Data shown START

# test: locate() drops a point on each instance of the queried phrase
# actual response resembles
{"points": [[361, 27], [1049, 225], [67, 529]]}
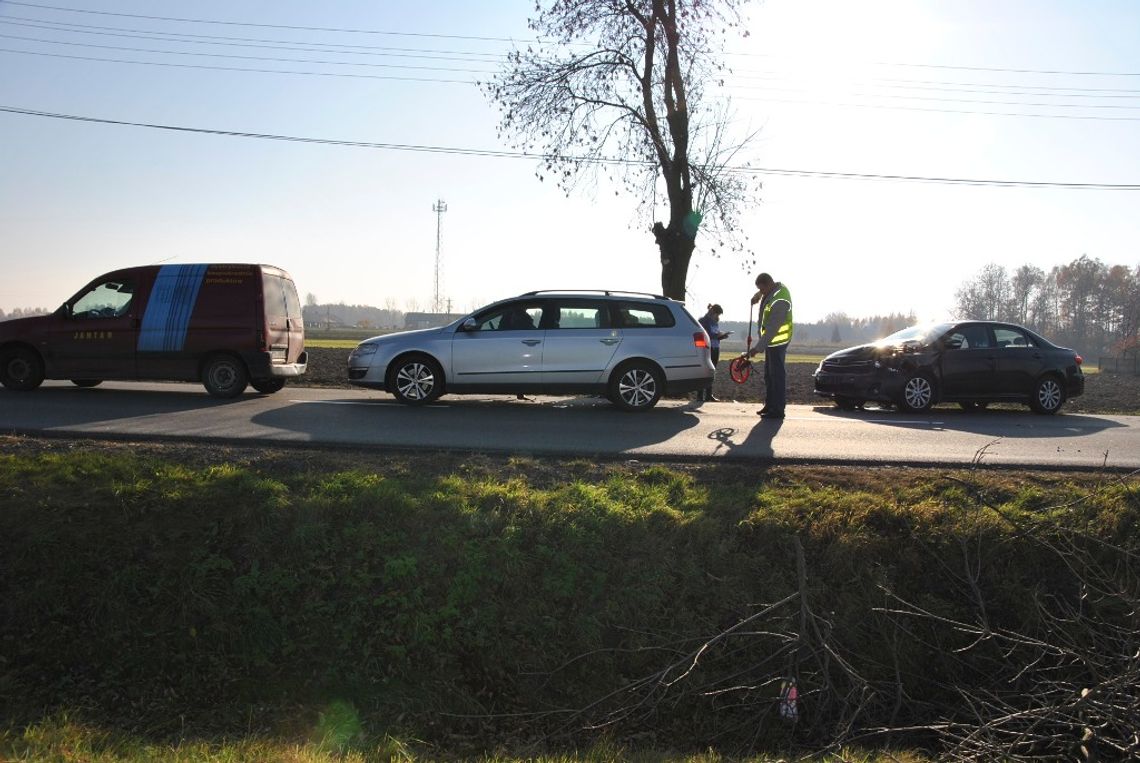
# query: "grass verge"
{"points": [[163, 602]]}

Data shown END

● What is needed
Pictures are not part of the copy; reproduce everything else in the records exactly.

● Result of the exercise
# test: locate() drops a point on each instance of the queried phrase
# actual response resembles
{"points": [[361, 27], [1049, 225], [67, 529]]}
# query: "grass verge"
{"points": [[163, 602]]}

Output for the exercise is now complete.